If you all haven't already realized, I tend to over think everything I do. I'm talking everything. When I make plans, I basically script out how the night will go. When situations don't turn out how I wanted them to, I think back on it and then try to explain to myself why that situation didn't work out...but as soon as I start thinking about it reality sets in and I realize how pointless it is to dwell on a situation that no longer can be changed. It does leave me bottled up with regret, I'm not going to lie about that. I don't think regret is completely horrible, in fact, it's at those moments of regret when we gain the most insight on who we are and what we want. It's bitter sweet. You start thinking about how good the situation was and play back every detail in your mind to pick out the little things you think you could have done to make it even better. For me, I mostly think back to the lack of affection I showed or how erratic my emotions were.

Its very hard for me to drop my wall, I mostly try to stay calm and collected. I think I've bottled up so much I'm afraid of what may happen when I do let go. As a result, much of my social skills have been dulled. What I do hold onto are peoples stories, thoughts, ideas, emotions, beliefs, and all of that personal crap. I guess since I have always had so much trouble determining who is right, what is right, and what makes something right those stories just stick to me. Obviously this idea faded out years ago when I realized its doesn't matter what's right, it's what works for the individual that matters. I could probably see a movie a thousand times and not be able to quote more than a sentence, but someone could tell me one heartfelt experience and I'll keep that in my mind whenever I see them. Especially when its someone I care about. All I want to do is help people, it's instinctual almost. I hear a problem and just break it apart to find what is causing the trouble and immediately just say what I think will make it better. I forget that at times people aren't looking for the solution, they are just looking for understanding of why they are upset. Acknowledgment of their misery, to vent. For someone that claims they understand people so well, I fall short to this concept of letting problems play out and fix themselves with time.

### Raw data
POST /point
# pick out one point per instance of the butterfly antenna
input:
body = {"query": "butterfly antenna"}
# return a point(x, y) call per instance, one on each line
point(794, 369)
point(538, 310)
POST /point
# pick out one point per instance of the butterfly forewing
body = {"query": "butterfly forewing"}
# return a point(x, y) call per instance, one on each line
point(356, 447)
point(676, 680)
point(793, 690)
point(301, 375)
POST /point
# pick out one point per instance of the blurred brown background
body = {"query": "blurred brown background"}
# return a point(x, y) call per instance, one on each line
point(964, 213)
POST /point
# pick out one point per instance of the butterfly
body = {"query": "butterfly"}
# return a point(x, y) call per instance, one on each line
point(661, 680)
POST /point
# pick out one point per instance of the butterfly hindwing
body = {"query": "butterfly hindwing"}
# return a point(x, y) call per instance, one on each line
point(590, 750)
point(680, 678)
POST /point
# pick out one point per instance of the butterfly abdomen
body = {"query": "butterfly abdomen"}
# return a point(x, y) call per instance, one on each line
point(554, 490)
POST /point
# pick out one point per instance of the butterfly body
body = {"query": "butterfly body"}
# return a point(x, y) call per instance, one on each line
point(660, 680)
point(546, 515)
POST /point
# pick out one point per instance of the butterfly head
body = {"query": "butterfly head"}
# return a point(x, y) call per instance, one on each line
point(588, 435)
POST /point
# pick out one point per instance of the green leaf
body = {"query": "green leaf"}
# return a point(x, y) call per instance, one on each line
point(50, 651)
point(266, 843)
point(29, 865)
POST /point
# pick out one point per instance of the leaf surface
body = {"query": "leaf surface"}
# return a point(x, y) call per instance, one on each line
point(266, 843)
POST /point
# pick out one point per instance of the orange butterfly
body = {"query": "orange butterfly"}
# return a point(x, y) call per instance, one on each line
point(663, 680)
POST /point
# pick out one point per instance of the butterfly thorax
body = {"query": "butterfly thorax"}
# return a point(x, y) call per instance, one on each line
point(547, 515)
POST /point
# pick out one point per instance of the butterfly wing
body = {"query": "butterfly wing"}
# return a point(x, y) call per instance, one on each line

### Given problem
Please extend the personal essay about overthinking, picking up right after its final sentence.

### Exercise answer
It's really quite contradicting of myself, also. I know on that rare occasion when I do share with people my problem(s) I'm usually not asking for a solution, just acknowledgment of what I'm going through and support. I think I learned this concept the hard way with Amy. I can see why she stop coming to me with her problems, I basically tore them apart for years when all she wanted was someone to listen and support her. One of the things I regret...mostly because I know that impacted her image of me. I feel like I have changed since then, but I know she probably won't see me differently.

This became most apparent when I told her I will miss her and love her and in return I get a "thanks bro". My heart fucking sunk. No sign of...well anything. I know she cares, but I just don't understand why she cant voice it. Regret sets back in. Not because I regret saying it, just regret on what I did to cause our friendship to be this way. Maybe what I continue to do? I know I'm more quiet and conscientious around her these days for fear of giving her some kind of wrong impression or fear of my every word to be thrown back at me or shut down.

I try to just be myself and forget about how different it is now, but when I do start feeling a little comfortable with everything I'm usually slapped with a cold piece of reality. That reality being that these moments we have together aren't going to last, I can't treat her how I really want to, just an internal struggle. It really does damper my mood, especially when I'm with her. I really don't try to let it bother me. I know my bitterness is just a drag on her and it's not how I want to share what little time I have with. I wish she took my compliments seriously. I don't want every conversation to be an argument, or dispute(unless its for funzies of course). I don't want her to feel suffocated by me. Everything is so dry and to the point now.

Who knows though...she's happy. She is where she wants to be in NYC, doing what she wants to do, has friends she enjoys, and is with someone she really cares about. That's all that really matters, and that's all I have ever hoped for her.

Merry Christmas.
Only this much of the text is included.